[OBJECTIVE] Could you rewrite everything in the listing below, from the line containing "Return one point per instance of the ocean" down to the end of the listing, swapping "distant haze" for "distant mist" and changing nothing else? Return only those lines.

[DATA LINES]

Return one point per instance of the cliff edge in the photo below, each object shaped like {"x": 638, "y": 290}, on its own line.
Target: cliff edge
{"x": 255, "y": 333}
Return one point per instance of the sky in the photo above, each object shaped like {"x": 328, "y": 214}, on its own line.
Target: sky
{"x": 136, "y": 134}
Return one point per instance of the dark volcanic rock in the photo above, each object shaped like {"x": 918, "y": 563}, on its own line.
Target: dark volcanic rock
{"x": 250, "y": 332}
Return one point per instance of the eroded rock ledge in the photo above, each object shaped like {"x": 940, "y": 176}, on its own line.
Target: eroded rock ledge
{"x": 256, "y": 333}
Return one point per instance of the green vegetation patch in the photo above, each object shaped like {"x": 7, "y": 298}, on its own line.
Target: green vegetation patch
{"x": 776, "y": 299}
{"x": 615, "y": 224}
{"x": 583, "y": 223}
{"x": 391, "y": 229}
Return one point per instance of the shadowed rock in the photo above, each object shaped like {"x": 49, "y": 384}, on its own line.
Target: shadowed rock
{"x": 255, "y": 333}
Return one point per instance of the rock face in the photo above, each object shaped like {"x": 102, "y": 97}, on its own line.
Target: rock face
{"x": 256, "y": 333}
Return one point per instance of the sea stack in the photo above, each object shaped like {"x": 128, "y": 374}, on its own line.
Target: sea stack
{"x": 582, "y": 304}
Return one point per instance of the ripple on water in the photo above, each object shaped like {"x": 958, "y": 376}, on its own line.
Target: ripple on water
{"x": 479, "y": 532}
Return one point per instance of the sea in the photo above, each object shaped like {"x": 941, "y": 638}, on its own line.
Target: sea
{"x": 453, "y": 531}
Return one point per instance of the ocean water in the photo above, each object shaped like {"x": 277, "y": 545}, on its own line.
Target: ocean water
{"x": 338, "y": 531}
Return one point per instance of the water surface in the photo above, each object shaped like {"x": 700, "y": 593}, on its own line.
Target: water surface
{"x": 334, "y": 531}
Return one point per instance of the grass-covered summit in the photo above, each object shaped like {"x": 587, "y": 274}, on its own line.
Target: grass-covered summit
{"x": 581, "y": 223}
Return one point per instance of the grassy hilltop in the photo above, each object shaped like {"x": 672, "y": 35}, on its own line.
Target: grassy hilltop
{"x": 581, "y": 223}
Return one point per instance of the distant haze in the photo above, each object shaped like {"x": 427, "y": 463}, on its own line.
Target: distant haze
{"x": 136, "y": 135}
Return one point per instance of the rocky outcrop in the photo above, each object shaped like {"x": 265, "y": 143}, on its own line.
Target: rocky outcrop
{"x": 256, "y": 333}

[EXERCISE OUTPUT]
Return one point per instance of the ocean water in the photo above, each object shaped like {"x": 277, "y": 545}, on its own line.
Target: ocean water
{"x": 338, "y": 531}
Return one point per instance of the water surface in the photo above, each object shaped like {"x": 700, "y": 593}, on its own line.
Target: water surface
{"x": 334, "y": 531}
Return one point per instance of the grass-covered summit in the photo above, each object shaped like {"x": 587, "y": 274}, on its own line.
Target: grass-covered summit
{"x": 581, "y": 223}
Return one point per instance of the grassy hilltop in the photo above, each object shaped like {"x": 672, "y": 35}, on its own line.
Target: grassy hilltop
{"x": 581, "y": 223}
Return one point per instance of the distant mist in the photo above, each object shaped like {"x": 427, "y": 463}, on its own line.
Target: distant mist
{"x": 136, "y": 135}
Return one point per instance of the rocky outcrop in the photo above, each object shaped like {"x": 265, "y": 143}, on its own line.
Target: rocky outcrop
{"x": 256, "y": 333}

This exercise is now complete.